- ASSIGNMENT 1: Decide whether each statement below agrees with the passage about Begg. Answer yes or no for each and quote the deciding words. (a) Before coming to the United States, Begg worked in construction in Saudi Arabia. (b) Begg and his wife closed their final shop in 2014 after 25 years in business. (c) Begg aimed to become a millionaire by the age of 50.
- ASSIGNMENT 2: Repeat everything in the passage about Begg from "During this time, he" down to "local Muslim community.", word for word.
- ASSIGNMENT 3: Carry on writing the passage about Begg, picking up after its final sentence.

- SELECTED TEXT:
= = =

He first saw America in 1968. When he left India, he went to work in construction in Saudi Arabia. A friend who attended University of Detroit suggested Begg come along, so he helped fill out Begg’s application and before long, he was in the United States, studying business at McNichols and Livernois.
“I’m glad I came,” Begg said from his home in Florida. “I cherish those memories at University of Detroit.”
He writes, “I began to realize the true potential of my new homeland. I became convinced that the Motor City—in the industrial heart of America—was my kismet. The University of Detroit Mercy would equip me with an MBA. I would meet my wife here. The metro Detroit community would help me to build a home and a prosperous life as a successful entrepreneur. Not far from the bus stop where I first set foot in Detroit was the spot where I would eventually take the oath of U.S. citizenship in a public ceremony.”
Begg had a goal of becoming a millionaire by the age of 40, and he achieved that through purchasing and expanding a Naked Furniture franchise in metro Detroit into an organization that included substantial real estate holdings and other investments. His wife Shahina was by his side the whole journey and in 2014 the two closed their final shop after 33 years in business.
During this time, he was also becoming a more observant Muslim and leader in the community, and he helped found the Council of Islamic Organizations of Michigan to “participate in civic, interfaith, media and other forums to represent a ‘singular’ community voice.” The organization became a source to local and national media and created great excitement throughout the local Muslim community.

= = =

- DATA SHOWN:
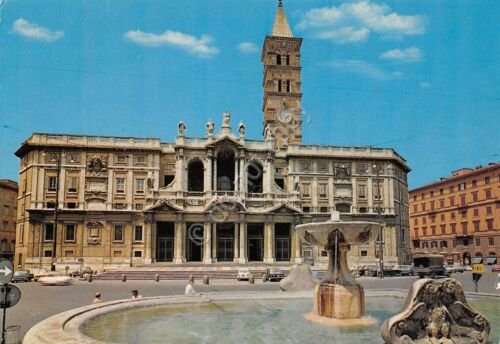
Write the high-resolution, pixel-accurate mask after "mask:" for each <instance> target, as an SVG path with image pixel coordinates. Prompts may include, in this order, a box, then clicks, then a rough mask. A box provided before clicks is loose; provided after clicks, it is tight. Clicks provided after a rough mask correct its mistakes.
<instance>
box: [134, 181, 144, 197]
mask: <svg viewBox="0 0 500 344" xmlns="http://www.w3.org/2000/svg"><path fill="white" fill-rule="evenodd" d="M135 193H139V194H143V193H144V179H136V180H135Z"/></svg>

= = =

- RESPONSE 1:
(a) Yes: "When he left India, he went to work in construction in Saudi Arabia."
(b) No: "in 2014 the two closed their final shop after 33 years in business."
(c) No: "Begg had a goal of becoming a millionaire by the age of 40"

- RESPONSE 2:
During this time, he was also becoming a more observant Muslim and leader in the community, and he helped found the Council of Islamic Organizations of Michigan to “participate in civic, interfaith, media and other forums to represent a ‘singular’ community voice.” The organization became a source to local and national media and created great excitement throughout the local Muslim community.

- RESPONSE 3:
He also helped create the Muslim Unity Center Mosque in Bloomfield Hills and a board member of the Michigan Roundtable for Diversity and Inclusion, often serving as the public and friendly face of the Muslim community in Michigan. In 2009 he was recognized by the Detroit News as a Michiganian of the Year.
Since his retirement, he and his wife settled in Florida, but he keeps busy discussing issues affecting Muslims worldwide and is often seen and heard and published in television, radio and print news outlets across the country.
Begg relates all this in a breezy manner that is both engaging and informative. He is currently traveling the country promoting the book, hoping to educate his neighbors and others one at a time.
He ends the book with a sort of prayer: “Thank you for walking along these shores with me. I pray that I have sought understanding in the paths I have walked in this life. I pray that my story has opened your eyes a little wider as you move along your own pathway. And, as my grandfather would tell me: I pray that, as this story comes to an end, you depart with greater understanding.”